— PROBLEM STATEMENT —
The material below should be written out in full and exactly; pictures stay out of the copy.

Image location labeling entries
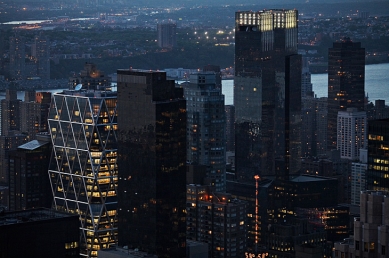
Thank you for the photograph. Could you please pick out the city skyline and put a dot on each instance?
(143, 163)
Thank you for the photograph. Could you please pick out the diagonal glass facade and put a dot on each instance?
(83, 168)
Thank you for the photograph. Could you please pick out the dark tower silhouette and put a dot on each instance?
(152, 158)
(267, 95)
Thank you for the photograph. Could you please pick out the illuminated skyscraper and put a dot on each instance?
(267, 93)
(377, 176)
(352, 129)
(346, 83)
(206, 126)
(152, 159)
(83, 170)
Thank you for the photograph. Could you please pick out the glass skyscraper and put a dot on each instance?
(267, 93)
(83, 169)
(346, 83)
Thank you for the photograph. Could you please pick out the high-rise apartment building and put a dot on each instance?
(167, 35)
(352, 130)
(267, 93)
(218, 220)
(152, 159)
(377, 177)
(306, 84)
(206, 123)
(346, 82)
(40, 50)
(17, 55)
(83, 170)
(358, 177)
(371, 232)
(230, 127)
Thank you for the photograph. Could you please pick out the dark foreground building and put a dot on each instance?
(39, 233)
(152, 158)
(267, 94)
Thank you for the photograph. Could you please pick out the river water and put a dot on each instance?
(376, 84)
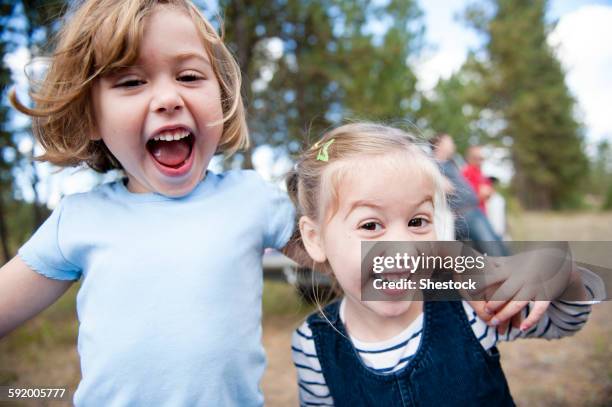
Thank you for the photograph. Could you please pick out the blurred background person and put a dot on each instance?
(473, 174)
(470, 220)
(496, 210)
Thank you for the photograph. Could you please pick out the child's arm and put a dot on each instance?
(311, 382)
(24, 293)
(562, 318)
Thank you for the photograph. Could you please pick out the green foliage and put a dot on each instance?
(525, 84)
(454, 108)
(332, 67)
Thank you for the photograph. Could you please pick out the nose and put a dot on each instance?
(166, 99)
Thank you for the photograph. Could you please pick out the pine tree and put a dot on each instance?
(525, 83)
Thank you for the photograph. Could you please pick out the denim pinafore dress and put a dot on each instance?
(450, 367)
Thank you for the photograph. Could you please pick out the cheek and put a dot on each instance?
(345, 259)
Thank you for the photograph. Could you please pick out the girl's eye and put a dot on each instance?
(190, 77)
(130, 83)
(418, 222)
(371, 226)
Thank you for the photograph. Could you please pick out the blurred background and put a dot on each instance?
(528, 80)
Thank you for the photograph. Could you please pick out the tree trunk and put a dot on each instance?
(3, 232)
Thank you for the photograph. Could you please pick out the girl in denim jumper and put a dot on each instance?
(365, 181)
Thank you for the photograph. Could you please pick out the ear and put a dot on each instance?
(95, 134)
(311, 236)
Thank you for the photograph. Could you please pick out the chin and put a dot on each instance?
(390, 309)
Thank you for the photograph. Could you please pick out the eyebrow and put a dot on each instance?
(192, 55)
(373, 204)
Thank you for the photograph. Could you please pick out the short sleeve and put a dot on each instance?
(281, 219)
(42, 253)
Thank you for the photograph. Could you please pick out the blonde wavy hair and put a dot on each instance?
(99, 37)
(313, 183)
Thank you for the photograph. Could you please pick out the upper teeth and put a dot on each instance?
(171, 135)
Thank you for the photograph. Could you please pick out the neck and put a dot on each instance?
(367, 325)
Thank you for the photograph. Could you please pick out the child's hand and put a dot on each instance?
(511, 283)
(502, 314)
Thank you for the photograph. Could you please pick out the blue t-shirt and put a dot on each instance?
(169, 306)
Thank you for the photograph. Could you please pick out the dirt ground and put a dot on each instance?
(575, 371)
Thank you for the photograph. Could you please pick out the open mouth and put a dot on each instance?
(171, 149)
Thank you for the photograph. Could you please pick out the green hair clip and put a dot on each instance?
(323, 154)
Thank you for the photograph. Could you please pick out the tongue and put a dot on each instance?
(170, 153)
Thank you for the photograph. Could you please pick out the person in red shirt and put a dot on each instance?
(473, 174)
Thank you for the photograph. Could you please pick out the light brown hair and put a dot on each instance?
(313, 183)
(99, 37)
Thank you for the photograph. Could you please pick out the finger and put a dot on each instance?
(511, 309)
(516, 320)
(479, 308)
(501, 328)
(537, 311)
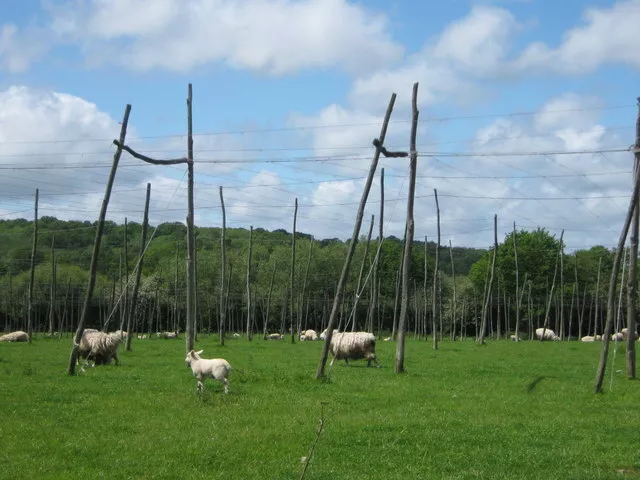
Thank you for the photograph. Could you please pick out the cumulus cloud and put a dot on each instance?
(61, 144)
(179, 35)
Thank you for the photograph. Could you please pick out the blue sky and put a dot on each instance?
(308, 81)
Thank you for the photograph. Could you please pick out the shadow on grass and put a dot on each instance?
(532, 386)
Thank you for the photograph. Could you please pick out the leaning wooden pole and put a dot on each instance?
(487, 299)
(136, 286)
(191, 242)
(602, 366)
(32, 271)
(545, 325)
(293, 271)
(223, 264)
(73, 358)
(52, 287)
(632, 284)
(337, 300)
(406, 262)
(191, 270)
(436, 268)
(249, 311)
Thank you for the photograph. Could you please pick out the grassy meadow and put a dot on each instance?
(501, 411)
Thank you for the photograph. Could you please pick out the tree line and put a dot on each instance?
(63, 253)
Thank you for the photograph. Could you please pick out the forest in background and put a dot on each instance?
(575, 308)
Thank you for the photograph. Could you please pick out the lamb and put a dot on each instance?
(308, 335)
(18, 336)
(548, 334)
(625, 334)
(354, 346)
(216, 368)
(98, 346)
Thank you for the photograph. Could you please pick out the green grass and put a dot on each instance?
(503, 411)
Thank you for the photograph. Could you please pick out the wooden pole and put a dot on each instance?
(96, 246)
(249, 312)
(136, 286)
(435, 300)
(406, 263)
(223, 263)
(293, 269)
(632, 284)
(34, 248)
(337, 301)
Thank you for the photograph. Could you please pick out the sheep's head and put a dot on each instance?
(192, 355)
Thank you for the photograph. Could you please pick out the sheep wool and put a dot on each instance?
(216, 368)
(353, 346)
(100, 347)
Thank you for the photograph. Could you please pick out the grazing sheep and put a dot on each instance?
(216, 368)
(166, 335)
(18, 336)
(323, 335)
(308, 335)
(353, 346)
(548, 334)
(100, 347)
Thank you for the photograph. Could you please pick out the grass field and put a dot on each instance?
(502, 411)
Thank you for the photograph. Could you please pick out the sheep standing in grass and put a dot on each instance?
(18, 336)
(548, 334)
(353, 346)
(100, 347)
(310, 335)
(216, 368)
(625, 334)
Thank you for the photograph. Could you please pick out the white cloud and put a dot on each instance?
(275, 38)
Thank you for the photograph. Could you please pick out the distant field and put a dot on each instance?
(503, 411)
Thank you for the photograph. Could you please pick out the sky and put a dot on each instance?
(527, 110)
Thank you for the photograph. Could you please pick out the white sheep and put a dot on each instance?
(310, 335)
(98, 346)
(548, 334)
(18, 336)
(323, 335)
(216, 368)
(625, 333)
(353, 346)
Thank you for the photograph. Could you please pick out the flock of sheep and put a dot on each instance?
(101, 347)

— SOLUTION TO THIS EXERCISE —
Thank you for the photograph. Could you please pick out the city skyline and put a dot on each instance?
(143, 163)
Thank you for the photograph. Could you please pick out the diagonal glass facade and put a dot on each instance?
(83, 168)
Thank you for the photograph. Could you please pick out the dark tower silhouette and put a dot on each instance?
(152, 158)
(267, 95)
Thank you for the photograph. Could you please pick out the illuminated skyscraper and put a dot on each instance?
(267, 93)
(377, 176)
(352, 129)
(346, 83)
(206, 126)
(152, 159)
(83, 170)
Thank you for the photograph. Could you please pick out the glass skyscraper and put a dot on each instance?
(267, 93)
(83, 169)
(346, 83)
Thank you for the photograph. Could you please pick out the high-rise apartment building and put a dot on each instance?
(167, 35)
(352, 130)
(267, 93)
(218, 220)
(152, 159)
(377, 177)
(306, 84)
(206, 123)
(346, 82)
(40, 50)
(17, 55)
(83, 170)
(358, 177)
(371, 232)
(230, 127)
Thank you for the photograph. Could you please pick out the dark foreground building and put a dot on each instance?
(39, 233)
(152, 158)
(267, 94)
Thank you for the photograph. Could you please pick out the river water and put a dot on each instance?
(376, 84)
Thank you for the photograph. Could you please pick out the blurred background person and put a dot on each instance?
(473, 174)
(470, 220)
(496, 210)
Thank you for the photograph. Could you please pick out the child's arm and put a dot on each instance?
(311, 382)
(24, 293)
(562, 318)
Thank you for the photograph. Could you please pick out the green foliage and put a dot on each instance?
(525, 84)
(454, 108)
(332, 67)
Thank you for the photograph. Could you please pick out the nose and put a dot on each instance?
(166, 99)
Thank you for the photograph. Could you please pick out the pine tree and put a dot on each instance?
(525, 83)
Thank you for the photograph. Could you please pick out the denim pinafore dress and put a dot on each instance?
(450, 367)
Thank you for the photograph. Could you please pick out the cheek and put a dot on each instance?
(345, 259)
Thank you for the photograph. Could you please pick out the girl's eye and put a dot on each instance?
(190, 77)
(130, 83)
(418, 222)
(371, 226)
Thank you for the photograph. Could you please pick out the blurred background and put a dot on each instance?
(528, 80)
Thank you for the photograph. Could you please pick out the tree trunk and put a dot on each instance?
(3, 232)
Thank you for the photograph. Could you please pick out the girl in denim jumper and put a dot on each instance?
(365, 181)
Thank you for the photograph. Could you please pick out the ear and put a dot on each instance?
(95, 134)
(311, 236)
Thank you for the photograph. Could you please pick out the chin and put a dot on each instance?
(390, 309)
Thank you for the photograph. Could you please pick out the eyebrow and put a dot on each instance?
(192, 55)
(373, 204)
Thank you for the photograph. Could you please pick out the short sleeve and put a dot on each instance?
(281, 219)
(42, 253)
Thank you for the photograph. Could you please pick out the blonde wavy hair and put a dot on each instance?
(99, 37)
(313, 183)
Thank you for the photograph. Could you please pick out the upper teeth and put a dot on each instance?
(171, 135)
Thank you for the photograph. Could you please pick out the neck and put a dot on each instance?
(367, 325)
Thank you for the photograph. Could you please pick out the child's hand and put a dot on each instance?
(511, 283)
(502, 314)
Thank you for the photograph. Could you please pick out the blue t-shirt and put a dot on each instance?
(169, 306)
Thank you for the photograph. Could you please pick out the dirt ground and put a dot on each instance?
(575, 371)
Thank you for the photograph. Could you please pick out the open mouth and put a dot on each instance?
(171, 149)
Thank you for the photograph. Could you please pick out the green hair clip and put a dot on each instance?
(323, 154)
Thank you for the photograph. Could you please pick out the tongue and put a dot on each instance?
(170, 153)
Thank you for the photograph. Could you please pick out the person in red shirt and put a dot on each instance?
(473, 174)
Thank you for the photograph. Could you please pick out the light brown hair and put a dot on each instance?
(313, 183)
(99, 37)
Thank you for the photograph. Could you please pick out the finger and put a dot on each instance?
(511, 309)
(516, 320)
(479, 308)
(501, 328)
(537, 311)
Thank you for the photograph. Could you please pick out the cumulus cloud and put a dot on each instance?
(61, 144)
(179, 35)
Thank you for the photograph. Could you please pick out the blue sky and put a dot on each instance?
(308, 81)
Thank you for the photograph. Could you please pick out the shadow on grass and put a dot on each instance?
(532, 386)
Thank you for the photograph. Could you please pick out the leaning wooden pole and put a dot on each instance?
(487, 299)
(136, 286)
(191, 242)
(602, 366)
(32, 271)
(545, 325)
(293, 271)
(223, 264)
(73, 358)
(52, 287)
(632, 284)
(337, 300)
(406, 262)
(191, 270)
(436, 268)
(249, 311)
Thank you for the photograph. Could you please pick out the grassy meadow and put a dot on each instance?
(501, 411)
Thank you for the photograph. Could you please pick out the tree line and put a dot on each instance?
(63, 253)
Thank you for the photograph. Could you please pick out the forest in background and put a dot on each instance?
(575, 308)
Thank you for the photograph. Could you please pick out the lamb and put a dot on each instance?
(308, 335)
(18, 336)
(548, 334)
(625, 334)
(354, 346)
(216, 368)
(98, 346)
Thank you for the photograph. Could you please pick out the green grass and put a dot on each instance?
(503, 411)
Thank you for the photograph. Could you please pick out the wooden pole and put a dot on each instance?
(96, 246)
(249, 312)
(136, 286)
(435, 300)
(406, 263)
(223, 263)
(293, 269)
(632, 284)
(34, 248)
(337, 301)
Thank you for the photograph. Could you please pick out the sheep's head and put a dot on each instance?
(192, 355)
Thank you for the photograph. Could you please pick out the sheep wool and put a dot on each instance?
(216, 368)
(353, 346)
(100, 347)
Thank you for the photograph. Could you please pick out the grazing sheep and put a dot on each instance?
(216, 368)
(166, 335)
(18, 336)
(323, 335)
(308, 335)
(353, 346)
(548, 334)
(100, 347)
Thank you for the photograph. Could you please pick out the grass field and put a dot on each instance?
(502, 411)
Thank you for the photograph. Could you please pick out the sheep standing in grass and put a dot on each instance?
(18, 336)
(548, 334)
(353, 346)
(100, 347)
(310, 335)
(216, 368)
(625, 334)
Thank you for the photograph. Could you please pick out the white cloud and put a dot on each instance?
(275, 38)
Thank you for the photograph. Could you please pick out the distant field and put a dot on each instance?
(503, 411)
Thank you for the photograph. Could you please pick out the sky and put a dot on each instance?
(527, 110)
Thank you for the photograph. Could you please pick out the white sheep and put a dot on each instance?
(310, 335)
(98, 346)
(548, 334)
(18, 336)
(323, 335)
(216, 368)
(625, 333)
(353, 346)
Thank you for the photograph. Could you please pick out the flock of sheep and put a dot on each instance?
(101, 347)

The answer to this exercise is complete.